### INSTRUCTIONS TO FOLLOW
Search the data for the word "below" and copy every line where it occurs.

Stored items from a collection:
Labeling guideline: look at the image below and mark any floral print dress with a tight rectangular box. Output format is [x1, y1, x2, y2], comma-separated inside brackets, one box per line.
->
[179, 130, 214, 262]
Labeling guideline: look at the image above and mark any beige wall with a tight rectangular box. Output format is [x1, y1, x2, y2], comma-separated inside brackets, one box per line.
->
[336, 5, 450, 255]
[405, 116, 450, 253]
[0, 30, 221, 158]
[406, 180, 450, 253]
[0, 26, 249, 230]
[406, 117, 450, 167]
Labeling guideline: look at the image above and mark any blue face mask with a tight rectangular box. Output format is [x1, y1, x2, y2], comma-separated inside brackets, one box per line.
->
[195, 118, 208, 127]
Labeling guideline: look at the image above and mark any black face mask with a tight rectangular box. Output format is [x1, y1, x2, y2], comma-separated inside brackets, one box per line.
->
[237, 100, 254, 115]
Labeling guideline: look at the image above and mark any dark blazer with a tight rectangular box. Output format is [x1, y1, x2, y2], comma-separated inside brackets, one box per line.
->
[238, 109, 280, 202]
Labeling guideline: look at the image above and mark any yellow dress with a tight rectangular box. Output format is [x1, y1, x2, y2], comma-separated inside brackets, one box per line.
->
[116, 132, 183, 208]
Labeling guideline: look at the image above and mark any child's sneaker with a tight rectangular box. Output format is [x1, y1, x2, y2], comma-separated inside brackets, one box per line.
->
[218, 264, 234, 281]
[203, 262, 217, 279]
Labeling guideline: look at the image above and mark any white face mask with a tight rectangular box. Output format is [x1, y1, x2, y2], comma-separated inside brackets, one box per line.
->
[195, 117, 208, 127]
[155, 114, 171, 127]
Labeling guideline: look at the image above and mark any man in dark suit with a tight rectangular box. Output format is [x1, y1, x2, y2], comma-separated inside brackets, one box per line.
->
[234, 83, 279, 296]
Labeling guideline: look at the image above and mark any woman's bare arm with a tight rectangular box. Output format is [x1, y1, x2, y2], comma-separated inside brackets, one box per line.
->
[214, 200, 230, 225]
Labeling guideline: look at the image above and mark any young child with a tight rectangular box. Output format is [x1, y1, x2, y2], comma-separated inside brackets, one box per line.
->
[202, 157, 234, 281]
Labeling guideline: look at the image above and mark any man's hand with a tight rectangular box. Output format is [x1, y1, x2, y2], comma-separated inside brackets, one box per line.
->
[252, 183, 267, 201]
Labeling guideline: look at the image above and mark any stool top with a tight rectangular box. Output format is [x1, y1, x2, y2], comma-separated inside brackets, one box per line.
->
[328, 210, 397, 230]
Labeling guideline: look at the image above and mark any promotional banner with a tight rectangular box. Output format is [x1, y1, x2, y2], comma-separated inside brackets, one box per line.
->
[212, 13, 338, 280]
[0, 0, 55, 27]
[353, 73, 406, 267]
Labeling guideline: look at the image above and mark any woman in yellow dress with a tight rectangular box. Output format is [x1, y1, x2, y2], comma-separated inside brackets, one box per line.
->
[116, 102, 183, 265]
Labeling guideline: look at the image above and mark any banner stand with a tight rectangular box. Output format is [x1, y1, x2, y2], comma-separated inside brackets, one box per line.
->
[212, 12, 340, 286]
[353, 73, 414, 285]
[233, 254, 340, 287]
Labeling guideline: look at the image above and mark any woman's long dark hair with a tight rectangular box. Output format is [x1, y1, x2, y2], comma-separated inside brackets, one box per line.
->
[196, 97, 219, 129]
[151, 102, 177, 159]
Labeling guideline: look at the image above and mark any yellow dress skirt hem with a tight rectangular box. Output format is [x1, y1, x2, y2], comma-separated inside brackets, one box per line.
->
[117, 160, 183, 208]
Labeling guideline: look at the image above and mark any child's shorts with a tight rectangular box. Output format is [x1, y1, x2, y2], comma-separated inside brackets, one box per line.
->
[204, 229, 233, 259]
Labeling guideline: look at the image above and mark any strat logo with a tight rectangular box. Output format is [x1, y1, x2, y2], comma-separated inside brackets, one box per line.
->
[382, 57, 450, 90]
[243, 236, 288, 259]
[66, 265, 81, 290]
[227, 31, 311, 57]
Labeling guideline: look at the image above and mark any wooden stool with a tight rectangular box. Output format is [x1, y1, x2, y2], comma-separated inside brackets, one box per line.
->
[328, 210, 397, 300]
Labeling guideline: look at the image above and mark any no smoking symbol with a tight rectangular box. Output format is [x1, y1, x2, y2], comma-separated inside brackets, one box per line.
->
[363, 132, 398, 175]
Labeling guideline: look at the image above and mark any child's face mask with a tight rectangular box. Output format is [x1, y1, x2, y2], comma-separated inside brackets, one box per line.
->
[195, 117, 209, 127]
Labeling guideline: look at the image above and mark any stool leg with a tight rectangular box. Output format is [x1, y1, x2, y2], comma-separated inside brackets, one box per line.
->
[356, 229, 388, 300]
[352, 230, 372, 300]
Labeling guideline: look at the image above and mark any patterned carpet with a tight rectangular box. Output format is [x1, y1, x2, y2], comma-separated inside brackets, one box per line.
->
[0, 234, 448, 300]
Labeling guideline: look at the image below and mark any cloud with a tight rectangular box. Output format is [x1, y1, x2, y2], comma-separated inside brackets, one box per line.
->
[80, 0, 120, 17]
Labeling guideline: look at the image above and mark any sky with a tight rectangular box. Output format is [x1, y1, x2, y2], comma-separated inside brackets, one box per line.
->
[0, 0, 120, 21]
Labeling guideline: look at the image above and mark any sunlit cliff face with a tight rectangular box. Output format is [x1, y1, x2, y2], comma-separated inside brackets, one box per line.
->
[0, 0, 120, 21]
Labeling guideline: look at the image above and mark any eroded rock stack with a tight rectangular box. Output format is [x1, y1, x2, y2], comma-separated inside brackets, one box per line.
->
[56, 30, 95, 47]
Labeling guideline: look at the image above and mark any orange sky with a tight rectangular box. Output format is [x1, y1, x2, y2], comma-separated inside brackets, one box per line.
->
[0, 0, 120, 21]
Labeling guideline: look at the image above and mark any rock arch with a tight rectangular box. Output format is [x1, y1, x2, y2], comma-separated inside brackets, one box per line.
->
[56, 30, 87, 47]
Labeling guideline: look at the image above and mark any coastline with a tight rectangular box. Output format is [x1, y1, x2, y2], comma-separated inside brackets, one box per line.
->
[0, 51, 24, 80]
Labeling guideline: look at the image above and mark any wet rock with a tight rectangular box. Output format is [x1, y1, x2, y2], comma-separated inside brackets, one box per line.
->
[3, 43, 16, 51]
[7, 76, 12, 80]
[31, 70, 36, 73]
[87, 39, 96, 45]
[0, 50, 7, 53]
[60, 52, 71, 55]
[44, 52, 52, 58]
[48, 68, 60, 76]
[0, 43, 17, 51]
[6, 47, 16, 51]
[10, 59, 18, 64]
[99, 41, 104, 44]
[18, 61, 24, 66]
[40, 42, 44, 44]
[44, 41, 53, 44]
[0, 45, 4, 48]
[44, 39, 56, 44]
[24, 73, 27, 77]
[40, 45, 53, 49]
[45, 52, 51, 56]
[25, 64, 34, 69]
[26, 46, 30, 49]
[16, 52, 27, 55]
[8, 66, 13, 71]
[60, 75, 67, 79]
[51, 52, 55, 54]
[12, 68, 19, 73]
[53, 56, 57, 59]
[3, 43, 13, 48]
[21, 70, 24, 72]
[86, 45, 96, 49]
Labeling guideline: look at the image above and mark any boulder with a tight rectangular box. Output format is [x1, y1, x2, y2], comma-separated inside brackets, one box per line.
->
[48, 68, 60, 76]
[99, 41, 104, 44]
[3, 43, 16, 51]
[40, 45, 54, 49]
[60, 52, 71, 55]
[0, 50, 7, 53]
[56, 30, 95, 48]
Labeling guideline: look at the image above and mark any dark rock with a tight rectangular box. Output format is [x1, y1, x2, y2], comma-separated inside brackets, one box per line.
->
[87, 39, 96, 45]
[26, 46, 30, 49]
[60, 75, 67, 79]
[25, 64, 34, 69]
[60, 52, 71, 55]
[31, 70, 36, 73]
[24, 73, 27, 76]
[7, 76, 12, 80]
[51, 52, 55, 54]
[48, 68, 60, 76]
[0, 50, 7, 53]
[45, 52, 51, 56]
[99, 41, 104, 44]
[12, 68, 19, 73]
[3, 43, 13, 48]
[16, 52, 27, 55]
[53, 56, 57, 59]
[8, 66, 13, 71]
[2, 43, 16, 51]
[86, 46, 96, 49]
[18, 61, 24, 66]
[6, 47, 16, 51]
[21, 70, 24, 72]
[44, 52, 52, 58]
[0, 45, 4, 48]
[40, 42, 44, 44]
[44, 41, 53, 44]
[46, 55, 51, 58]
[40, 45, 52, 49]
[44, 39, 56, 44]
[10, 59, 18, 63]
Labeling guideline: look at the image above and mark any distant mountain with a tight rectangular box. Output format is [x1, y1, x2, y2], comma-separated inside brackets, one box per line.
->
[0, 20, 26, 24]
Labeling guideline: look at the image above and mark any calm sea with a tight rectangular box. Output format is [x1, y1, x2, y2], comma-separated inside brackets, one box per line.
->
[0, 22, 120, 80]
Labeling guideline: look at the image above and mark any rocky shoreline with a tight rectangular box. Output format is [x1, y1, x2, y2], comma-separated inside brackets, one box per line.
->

### SOLVED PROBLEM
Labeling guideline: look at the image below and mark any floral print dress with a tight rectangular box. Output format is [x1, y1, x2, y2], comma-separated inside brackets, one box per line.
Labeling guideline: look at the image below and mark any cloud with a tight rectangular box. Output format is [x1, y1, x2, y2], comma-separated inside brackets, one box per line.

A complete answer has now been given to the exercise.